SHORT PROBLEM
Lay out every line of the rows below as a numbered list, skipping blank lines. Leave the pictures out of your answer.

======== MATERIAL SHOWN

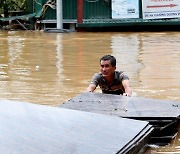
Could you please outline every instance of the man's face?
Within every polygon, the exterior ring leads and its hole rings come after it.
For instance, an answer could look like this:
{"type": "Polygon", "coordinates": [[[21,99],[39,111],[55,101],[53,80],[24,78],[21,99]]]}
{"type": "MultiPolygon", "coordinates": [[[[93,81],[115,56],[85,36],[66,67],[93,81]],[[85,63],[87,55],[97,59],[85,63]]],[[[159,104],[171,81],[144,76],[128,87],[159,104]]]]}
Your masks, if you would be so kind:
{"type": "Polygon", "coordinates": [[[103,75],[103,77],[110,77],[114,75],[114,71],[116,70],[116,67],[111,65],[110,60],[101,60],[100,61],[100,71],[103,75]]]}

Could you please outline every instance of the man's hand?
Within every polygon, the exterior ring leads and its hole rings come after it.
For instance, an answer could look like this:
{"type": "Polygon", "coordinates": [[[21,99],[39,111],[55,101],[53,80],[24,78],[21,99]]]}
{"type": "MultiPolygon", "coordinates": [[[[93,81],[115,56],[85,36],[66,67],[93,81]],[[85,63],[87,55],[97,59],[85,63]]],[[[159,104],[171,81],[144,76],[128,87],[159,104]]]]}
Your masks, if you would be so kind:
{"type": "Polygon", "coordinates": [[[129,95],[128,93],[123,93],[123,96],[131,96],[131,95],[129,95]]]}

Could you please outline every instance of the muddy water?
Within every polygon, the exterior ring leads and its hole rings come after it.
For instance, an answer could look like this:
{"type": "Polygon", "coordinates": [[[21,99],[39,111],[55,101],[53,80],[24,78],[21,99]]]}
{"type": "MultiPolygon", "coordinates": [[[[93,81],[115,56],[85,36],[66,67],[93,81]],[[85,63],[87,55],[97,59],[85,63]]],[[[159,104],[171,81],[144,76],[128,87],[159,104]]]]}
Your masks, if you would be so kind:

================

EXERCISE SOLUTION
1. Could you please outline every instance of the man's face?
2. Within every polygon, the exterior ring leads and its hole rings come after it.
3. For instance, an answer could look like this:
4. {"type": "Polygon", "coordinates": [[[21,99],[39,111],[55,101],[53,80],[24,78],[21,99]]]}
5. {"type": "MultiPolygon", "coordinates": [[[[93,81],[115,56],[85,36],[66,67],[93,81]],[[85,63],[87,55],[97,59],[85,63]]],[[[159,104],[171,81],[144,76],[128,87],[159,104]]]]}
6. Your masks, if you would be so kind:
7. {"type": "Polygon", "coordinates": [[[103,75],[103,77],[110,77],[114,75],[114,71],[116,70],[116,67],[111,65],[110,60],[101,60],[100,61],[100,71],[103,75]]]}
8. Could you please outline every instance of the man's hand?
9. Within every polygon, the exterior ring leads and its hole rings come after it.
10. For instance, an answer could look like this:
11. {"type": "Polygon", "coordinates": [[[21,99],[39,111],[55,101],[53,80],[24,78],[21,99]]]}
12. {"type": "MultiPolygon", "coordinates": [[[[93,81],[115,56],[85,36],[66,67],[93,81]],[[85,63],[87,55],[97,59],[85,63]]],[[[159,104],[171,81],[144,76],[128,87],[159,104]]]]}
13. Your masks, if you would be so kind:
14. {"type": "Polygon", "coordinates": [[[129,95],[128,93],[123,93],[123,96],[131,96],[131,95],[129,95]]]}
15. Could you please outline every instance of the muddy water?
16. Within every polygon, the exterior ring leads and its hole rings come after it.
17. For instance, an answer could look like this:
18. {"type": "Polygon", "coordinates": [[[21,99],[39,111],[55,101],[53,80],[24,78],[21,99]]]}
19. {"type": "MultiPolygon", "coordinates": [[[[93,81],[115,56],[85,36],[66,67],[93,81]],[[85,63],[87,55],[97,59],[85,63]]],[[[159,104],[171,81],[144,76],[128,87],[159,104]]]]}
20. Your masks, if you would be so kind:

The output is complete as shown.